◆ WHAT IS REQUIRED ◆
Check each line of the listing below for the string "instance", and copy the ones that have it.

[EXTRACTED ENTRIES Boundary: Start]

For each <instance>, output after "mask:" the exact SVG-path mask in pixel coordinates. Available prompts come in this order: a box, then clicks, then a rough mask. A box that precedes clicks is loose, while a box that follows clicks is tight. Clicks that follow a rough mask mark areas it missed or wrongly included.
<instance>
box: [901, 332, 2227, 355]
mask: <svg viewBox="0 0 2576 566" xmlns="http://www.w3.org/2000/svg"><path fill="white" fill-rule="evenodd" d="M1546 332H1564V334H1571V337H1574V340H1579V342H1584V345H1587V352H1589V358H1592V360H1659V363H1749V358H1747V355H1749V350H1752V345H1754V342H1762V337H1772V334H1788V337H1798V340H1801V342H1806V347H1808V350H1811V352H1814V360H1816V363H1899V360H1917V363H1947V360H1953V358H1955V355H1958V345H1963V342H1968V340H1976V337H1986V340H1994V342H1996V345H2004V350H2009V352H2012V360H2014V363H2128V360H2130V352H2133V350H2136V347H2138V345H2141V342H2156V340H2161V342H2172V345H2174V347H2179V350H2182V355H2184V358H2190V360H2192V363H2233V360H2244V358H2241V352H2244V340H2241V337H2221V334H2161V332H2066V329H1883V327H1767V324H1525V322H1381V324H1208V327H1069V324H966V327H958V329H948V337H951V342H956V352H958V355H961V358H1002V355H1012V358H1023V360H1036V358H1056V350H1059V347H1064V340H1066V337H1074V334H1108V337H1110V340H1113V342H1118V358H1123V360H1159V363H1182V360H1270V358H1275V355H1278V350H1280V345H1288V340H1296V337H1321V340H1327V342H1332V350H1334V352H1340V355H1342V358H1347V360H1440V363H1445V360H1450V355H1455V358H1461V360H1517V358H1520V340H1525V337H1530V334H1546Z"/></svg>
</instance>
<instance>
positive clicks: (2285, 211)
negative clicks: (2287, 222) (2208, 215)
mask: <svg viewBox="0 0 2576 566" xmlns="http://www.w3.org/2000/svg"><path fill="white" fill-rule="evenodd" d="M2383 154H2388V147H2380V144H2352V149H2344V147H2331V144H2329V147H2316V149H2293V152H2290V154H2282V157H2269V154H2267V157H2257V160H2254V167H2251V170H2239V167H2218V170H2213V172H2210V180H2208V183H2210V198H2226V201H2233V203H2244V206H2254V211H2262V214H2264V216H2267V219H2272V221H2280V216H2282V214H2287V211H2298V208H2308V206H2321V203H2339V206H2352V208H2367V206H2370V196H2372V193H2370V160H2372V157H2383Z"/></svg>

[EXTRACTED ENTRIES Boundary: End]

◆ RESULT FOR THIS TASK ◆
For each <instance>, output after "mask:" the exact SVG-path mask in pixel coordinates. Available prompts come in this order: a box, then clicks, then a rough mask. A box that precedes clicks is loose, while a box that follows clicks is tight. Clicks that follow a rough mask mark areas it missed or wrongly included.
<instance>
</instance>
<instance>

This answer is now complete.